▶ [THE PROBLEM] Please output the rows below as a JSON list of strings, one string per line, skipping blank lines.
##### MATERIAL TO PROCESS
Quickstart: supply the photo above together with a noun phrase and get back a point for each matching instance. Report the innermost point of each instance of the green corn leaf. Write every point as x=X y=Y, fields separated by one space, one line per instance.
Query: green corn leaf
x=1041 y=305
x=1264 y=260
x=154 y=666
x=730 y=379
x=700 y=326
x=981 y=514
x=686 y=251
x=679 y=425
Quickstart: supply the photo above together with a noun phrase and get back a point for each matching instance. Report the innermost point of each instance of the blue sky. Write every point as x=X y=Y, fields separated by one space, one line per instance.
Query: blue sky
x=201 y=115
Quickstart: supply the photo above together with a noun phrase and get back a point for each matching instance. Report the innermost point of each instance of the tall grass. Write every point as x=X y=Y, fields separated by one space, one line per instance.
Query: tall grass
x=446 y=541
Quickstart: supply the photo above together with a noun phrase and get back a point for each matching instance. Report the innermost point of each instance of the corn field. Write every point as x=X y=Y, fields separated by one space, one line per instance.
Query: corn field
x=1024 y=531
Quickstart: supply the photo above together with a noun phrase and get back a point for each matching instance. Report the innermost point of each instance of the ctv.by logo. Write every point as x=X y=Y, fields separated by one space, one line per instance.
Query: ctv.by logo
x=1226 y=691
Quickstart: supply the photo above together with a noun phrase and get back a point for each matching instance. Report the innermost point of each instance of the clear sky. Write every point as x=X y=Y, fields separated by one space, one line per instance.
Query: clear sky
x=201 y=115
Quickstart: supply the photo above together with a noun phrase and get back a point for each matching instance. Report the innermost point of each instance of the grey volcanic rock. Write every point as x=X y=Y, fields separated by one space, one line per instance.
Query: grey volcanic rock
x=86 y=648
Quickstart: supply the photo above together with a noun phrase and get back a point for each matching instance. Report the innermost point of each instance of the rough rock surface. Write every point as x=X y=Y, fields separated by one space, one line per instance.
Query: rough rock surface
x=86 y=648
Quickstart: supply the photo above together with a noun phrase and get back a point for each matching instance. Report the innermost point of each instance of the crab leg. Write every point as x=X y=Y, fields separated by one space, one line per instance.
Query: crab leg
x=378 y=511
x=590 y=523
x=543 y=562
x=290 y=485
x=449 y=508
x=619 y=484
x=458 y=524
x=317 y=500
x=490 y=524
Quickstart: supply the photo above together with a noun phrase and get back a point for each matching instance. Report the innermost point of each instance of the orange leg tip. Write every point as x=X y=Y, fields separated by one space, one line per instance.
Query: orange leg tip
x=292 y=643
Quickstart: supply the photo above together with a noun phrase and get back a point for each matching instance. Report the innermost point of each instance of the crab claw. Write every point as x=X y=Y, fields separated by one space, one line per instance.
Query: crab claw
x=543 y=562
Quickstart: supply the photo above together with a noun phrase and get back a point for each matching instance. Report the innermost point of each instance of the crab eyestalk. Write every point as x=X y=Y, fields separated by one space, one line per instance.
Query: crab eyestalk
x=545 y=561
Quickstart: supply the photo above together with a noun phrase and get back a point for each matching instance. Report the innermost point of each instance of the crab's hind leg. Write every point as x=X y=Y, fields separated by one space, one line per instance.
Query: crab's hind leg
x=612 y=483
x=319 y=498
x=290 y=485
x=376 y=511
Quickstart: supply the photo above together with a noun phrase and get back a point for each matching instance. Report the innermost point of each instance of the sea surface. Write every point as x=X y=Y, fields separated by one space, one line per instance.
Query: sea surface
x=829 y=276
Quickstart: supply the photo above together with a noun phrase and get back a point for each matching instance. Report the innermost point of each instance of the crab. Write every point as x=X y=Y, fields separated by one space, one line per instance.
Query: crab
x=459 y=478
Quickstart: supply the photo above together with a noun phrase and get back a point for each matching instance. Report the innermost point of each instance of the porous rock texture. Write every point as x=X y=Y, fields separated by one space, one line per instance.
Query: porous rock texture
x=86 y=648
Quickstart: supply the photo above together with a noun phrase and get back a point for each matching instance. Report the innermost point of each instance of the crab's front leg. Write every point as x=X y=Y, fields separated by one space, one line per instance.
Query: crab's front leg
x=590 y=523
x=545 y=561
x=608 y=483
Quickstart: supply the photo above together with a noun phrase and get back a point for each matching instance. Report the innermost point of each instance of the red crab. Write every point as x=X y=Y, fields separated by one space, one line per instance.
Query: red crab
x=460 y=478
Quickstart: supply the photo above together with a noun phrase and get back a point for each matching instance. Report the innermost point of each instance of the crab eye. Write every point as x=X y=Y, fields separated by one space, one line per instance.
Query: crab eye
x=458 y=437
##########
▶ [ANSWER FOR THIS EXERCISE]
[
  "Quickstart: supply the photo above together with a noun phrase and get back a point for each matching instance. Report the innermost point of each instance of the green corn leaf. Write every point as x=X y=Y, fields separated by one space, one line per instance.",
  "Query: green corn leaf",
  "x=1041 y=305",
  "x=1264 y=260",
  "x=154 y=666",
  "x=730 y=379",
  "x=700 y=326",
  "x=981 y=514",
  "x=686 y=251",
  "x=679 y=425",
  "Quickstart: supply the photo above together with a noun phrase and get back a point for each matching instance. Report the innermost point of each instance of the blue sky. Write every point as x=X y=Y, fields separated by one space, one line per instance.",
  "Query: blue sky",
  "x=201 y=115",
  "Quickstart: supply the photo above together with a noun phrase and get back a point for each matching instance. Report the innermost point of each instance of the tall grass. Write every point as x=X y=Y, fields separated by one space, one line per instance.",
  "Query: tall grass",
  "x=446 y=541",
  "Quickstart: supply the photo above together with a noun phrase and get back a point for each matching instance. Report the innermost point of each instance of the corn field. Write every point as x=X y=Y, fields separated by one space, one line per instance.",
  "Query: corn field",
  "x=1024 y=531",
  "Quickstart: supply the photo above together with a noun phrase and get back a point for each matching instance. Report the innermost point of each instance of the ctv.by logo. Write every point as x=X y=Y, fields separated by one space, one line per instance.",
  "Query: ctv.by logo",
  "x=1226 y=691",
  "Quickstart: supply the photo above together with a noun phrase and get back a point for each matching instance. Report the innermost point of each instance of the clear sky. Write every point as x=X y=Y, fields separated by one space, one line per instance.",
  "Query: clear sky",
  "x=201 y=115",
  "Quickstart: supply the photo above together with a noun phrase and get back a point for each matching instance. Report the innermost point of each instance of the grey volcanic rock. Write every point as x=X y=Y, fields separated by one space, one line per instance.",
  "Query: grey volcanic rock",
  "x=86 y=648",
  "Quickstart: supply the photo above together with a noun phrase and get back a point for each matching instance. Report the innermost point of each instance of the rough rock surface. Write every point as x=X y=Y, fields separated by one space, one line per instance.",
  "Query: rough rock surface",
  "x=86 y=648",
  "Quickstart: supply the photo above together with a noun phrase and get back a point for each matching instance. Report the innermost point of each instance of the crab leg. Write every point as x=X y=Y, fields separated by one space, one line per instance.",
  "Query: crab leg",
  "x=378 y=511",
  "x=590 y=523",
  "x=543 y=562",
  "x=290 y=485",
  "x=449 y=508",
  "x=619 y=484",
  "x=458 y=524",
  "x=317 y=500",
  "x=490 y=524",
  "Quickstart: supply the photo above together with a noun phrase and get back a point for each matching instance. Report the innermost point of each instance of the orange leg tip. Write every point as x=X y=Y, fields separated by one space, one line per instance.",
  "Query: orange leg tip",
  "x=292 y=643",
  "Quickstart: supply the photo above together with a noun phrase and get back a point for each matching instance. Report the innermost point of each instance of the crab claw. Write every point as x=X y=Y, fields separated by one space, one line per instance.",
  "Query: crab claw",
  "x=543 y=562",
  "Quickstart: supply the photo above together with a noun phrase and get back a point for each matching instance. Report the innermost point of each instance of the crab eyestalk. Write every point as x=X y=Y, fields separated by one space, one line per instance.",
  "Query: crab eyestalk",
  "x=545 y=561",
  "Quickstart: supply the photo above together with a noun phrase and get back a point for each matching instance. Report the innermost point of each instance of the crab's hind leg. Write every point as x=X y=Y, fields separated by one space, one line per instance.",
  "Query: crab's hind leg",
  "x=612 y=483",
  "x=319 y=498",
  "x=290 y=485",
  "x=376 y=511",
  "Quickstart: supply the photo above together with a noun phrase and get back a point for each matching instance. Report the innermost point of each instance of the sea surface. Write every point as x=X y=Y, fields separated by one space, one line per instance.",
  "Query: sea surface",
  "x=829 y=276",
  "Quickstart: supply the photo above together with a noun phrase and get back a point for each matching instance. Report the innermost point of each instance of the crab. Write every point as x=X y=Y, fields separated by one space, one line per instance.",
  "Query: crab",
  "x=459 y=478",
  "Quickstart: supply the photo above together with a noun phrase and get back a point for each matching instance. Report the innermost point of each instance of the porous rock texture. Write every point as x=X y=Y, fields separated by one space, one line per instance.",
  "Query: porous rock texture",
  "x=86 y=648",
  "Quickstart: supply the photo above together with a noun phrase and get back a point for each matching instance. Report the innermost point of each instance of the crab's front leg. Write every point as x=X y=Y, fields separated by one space, one line per instance.",
  "Query: crab's front leg",
  "x=590 y=523",
  "x=545 y=561",
  "x=608 y=483",
  "Quickstart: supply the photo above together with a noun phrase and get back a point for each matching instance. Report the innermost point of each instance of the red crab. Write every point as x=X y=Y, fields separated by one space, one line per instance.",
  "Query: red crab",
  "x=460 y=478",
  "Quickstart: supply the photo above together with a noun phrase and get back a point for each matching instance. Report the innermost point of each instance of the crab eye. Write every point as x=X y=Y, fields separated by one space, one line per instance.",
  "Query: crab eye",
  "x=458 y=437"
]